Tasks to complete
• a. In the Suppici biography, turn the paragraph beginning "At the inaugural FIFA World Cup" into a short bulleted list that keeps its main facts.
• b. Translate this sentence from the Suppici biography into Spanish: "On 22 April 1917, Suppici founded the football club Plaza Colonia in Colonia del Sacramento, his hometown."
• c. Answer these from the Suppici biography:
(i) Who was Suppici's cousin?
(ii) Where did Uruguay finish in the 1929 South American Championship under Suppici?
(iii) How many people watched the 1930 World Cup final?

Article
------------------------------------------------------------------------

Alberto Horacio Suppici (20 November 1898 – 21 June 1981) was a Uruguayan footballer and coach who won the first ever FIFA World Cup, leading the Uruguay team in the 1930 tournament on home soil. Suppici is known as el Profesor (the Professor). His cousin was the professional driver Héctor Suppici Sedes.

Biography
On 22 April 1917, Suppici founded the football club Plaza Colonia in Colonia del Sacramento, his hometown. The club's 12 000-capacity home ground has been named Estadio Profesor Alberto Suppici in his honour.

As technical director of Uruguay, Suppici coached the side to third in the 1929 South American Championship, the precursor to the modern Copa América.

At the inaugural FIFA World Cup in his home nation of Uruguay, Suppici dropped goalkeeper Andrés Mazali, who had won a gold medal in the 1928 Olympic final, from the national team after he was caught breaking curfew and failing to arrive at the team hotel in time in Montevideo prior to the tournament. Suppici led the side to victory in the final over Argentina at Estadio Centenario in Montevideo, masterminding a second-half comeback from 2 to 1 down to win 4–2 in front of 93,000 people. Suppici's technical staff at the tournament included Pedro Arispe, Ernesto Figoli, Luis Greco and Pedro Olivieri. He is the youngest ever coach to win a World Cup, aged only 31.

------------------------------------------------------------------------

Provided information
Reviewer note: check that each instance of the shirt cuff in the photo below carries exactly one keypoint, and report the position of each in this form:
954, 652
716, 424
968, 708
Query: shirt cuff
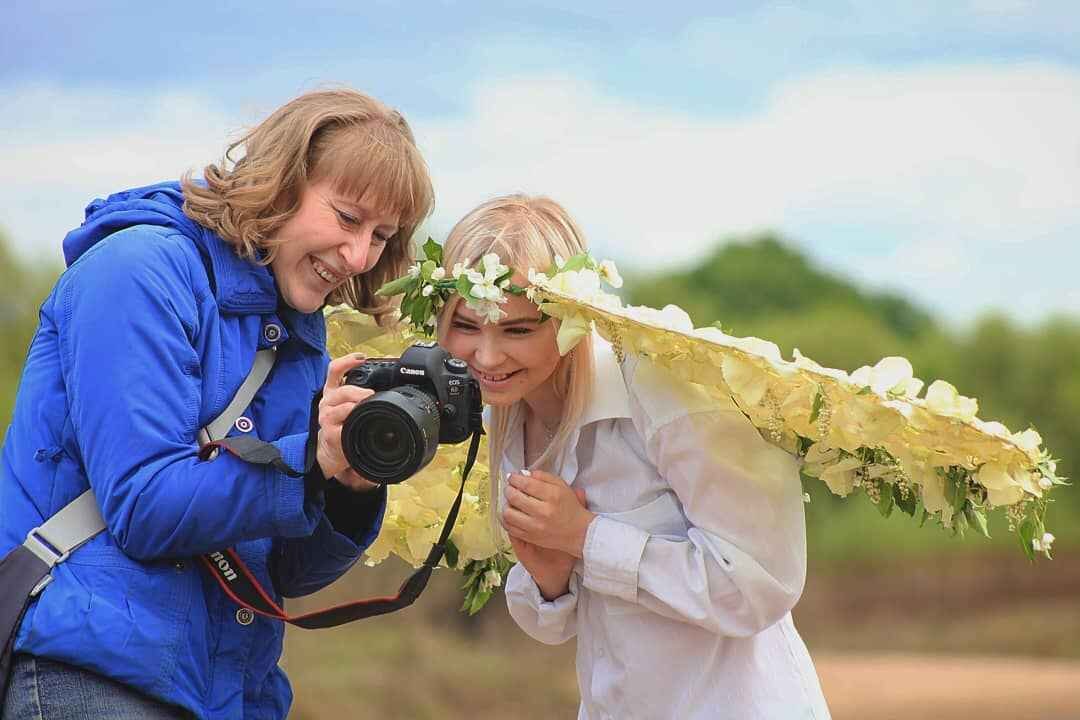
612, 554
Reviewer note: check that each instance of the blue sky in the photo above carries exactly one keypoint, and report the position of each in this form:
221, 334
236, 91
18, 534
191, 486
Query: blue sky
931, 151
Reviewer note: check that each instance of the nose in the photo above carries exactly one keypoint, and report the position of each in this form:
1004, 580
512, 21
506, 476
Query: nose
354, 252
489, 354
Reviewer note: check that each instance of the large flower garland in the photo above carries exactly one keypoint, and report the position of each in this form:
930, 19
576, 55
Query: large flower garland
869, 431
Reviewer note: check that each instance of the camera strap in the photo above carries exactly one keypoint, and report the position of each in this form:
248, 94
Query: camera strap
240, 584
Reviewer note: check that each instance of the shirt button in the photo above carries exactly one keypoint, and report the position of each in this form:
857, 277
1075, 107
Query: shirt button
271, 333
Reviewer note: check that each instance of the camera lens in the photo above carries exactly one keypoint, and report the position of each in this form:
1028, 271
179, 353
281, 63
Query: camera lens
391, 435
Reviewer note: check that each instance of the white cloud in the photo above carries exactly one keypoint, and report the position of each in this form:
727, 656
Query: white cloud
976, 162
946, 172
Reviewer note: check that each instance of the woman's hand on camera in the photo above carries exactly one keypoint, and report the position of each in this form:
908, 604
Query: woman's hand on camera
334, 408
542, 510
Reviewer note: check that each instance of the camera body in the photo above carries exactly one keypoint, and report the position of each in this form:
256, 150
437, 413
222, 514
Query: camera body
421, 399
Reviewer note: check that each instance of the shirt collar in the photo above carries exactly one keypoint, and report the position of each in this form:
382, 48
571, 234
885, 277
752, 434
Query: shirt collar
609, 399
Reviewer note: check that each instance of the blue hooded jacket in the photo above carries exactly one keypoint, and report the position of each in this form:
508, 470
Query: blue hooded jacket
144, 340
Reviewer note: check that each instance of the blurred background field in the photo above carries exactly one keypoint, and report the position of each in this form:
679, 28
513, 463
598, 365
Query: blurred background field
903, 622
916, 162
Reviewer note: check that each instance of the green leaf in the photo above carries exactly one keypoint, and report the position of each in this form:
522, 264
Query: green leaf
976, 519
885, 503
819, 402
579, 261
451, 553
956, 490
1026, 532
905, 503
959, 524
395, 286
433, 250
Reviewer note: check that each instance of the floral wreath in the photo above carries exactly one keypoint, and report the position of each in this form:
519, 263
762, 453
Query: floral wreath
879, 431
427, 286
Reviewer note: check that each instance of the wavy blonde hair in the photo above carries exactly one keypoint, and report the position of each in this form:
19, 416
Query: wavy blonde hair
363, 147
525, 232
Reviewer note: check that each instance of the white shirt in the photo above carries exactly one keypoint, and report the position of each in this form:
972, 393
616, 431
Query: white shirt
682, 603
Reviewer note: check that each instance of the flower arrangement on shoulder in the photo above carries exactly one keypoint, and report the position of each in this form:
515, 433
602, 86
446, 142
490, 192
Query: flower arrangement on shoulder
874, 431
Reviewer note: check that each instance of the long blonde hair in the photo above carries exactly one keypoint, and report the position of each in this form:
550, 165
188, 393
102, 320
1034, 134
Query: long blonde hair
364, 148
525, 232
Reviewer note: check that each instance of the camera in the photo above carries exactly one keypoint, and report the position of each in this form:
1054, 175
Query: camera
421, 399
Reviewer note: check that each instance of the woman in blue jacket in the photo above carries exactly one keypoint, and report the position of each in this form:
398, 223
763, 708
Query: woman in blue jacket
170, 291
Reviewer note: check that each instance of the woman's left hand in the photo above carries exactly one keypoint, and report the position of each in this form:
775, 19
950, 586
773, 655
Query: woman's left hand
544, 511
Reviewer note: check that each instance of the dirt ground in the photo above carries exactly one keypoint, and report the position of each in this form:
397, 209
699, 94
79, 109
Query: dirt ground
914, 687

------------------------------------------------------------------------

Answers by task
• a.
- At the first FIFA World Cup, held in Uruguay, Suppici dropped goalkeeper Andrés Mazali, a 1928 Olympic gold medalist, for breaking curfew and arriving late at the team hotel in Montevideo before the tournament.
- Uruguay beat Argentina 4–2 in the final at Estadio Centenario in Montevideo. Suppici masterminded a second-half comeback from 2–1 down in front of 93,000 people.
- His technical staff included Pedro Arispe, Ernesto Figoli, Luis Greco and Pedro Olivieri.
- At 31, he is the youngest coach ever to win a World Cup.

• b. El 22 de abril de 1917, Suppici fundó el club de fútbol Plaza Colonia en Colonia del Sacramento, su ciudad natal.

• c.
(i) The professional driver Héctor Suppici Sedes.
(ii) Third.
(iii) 93,000.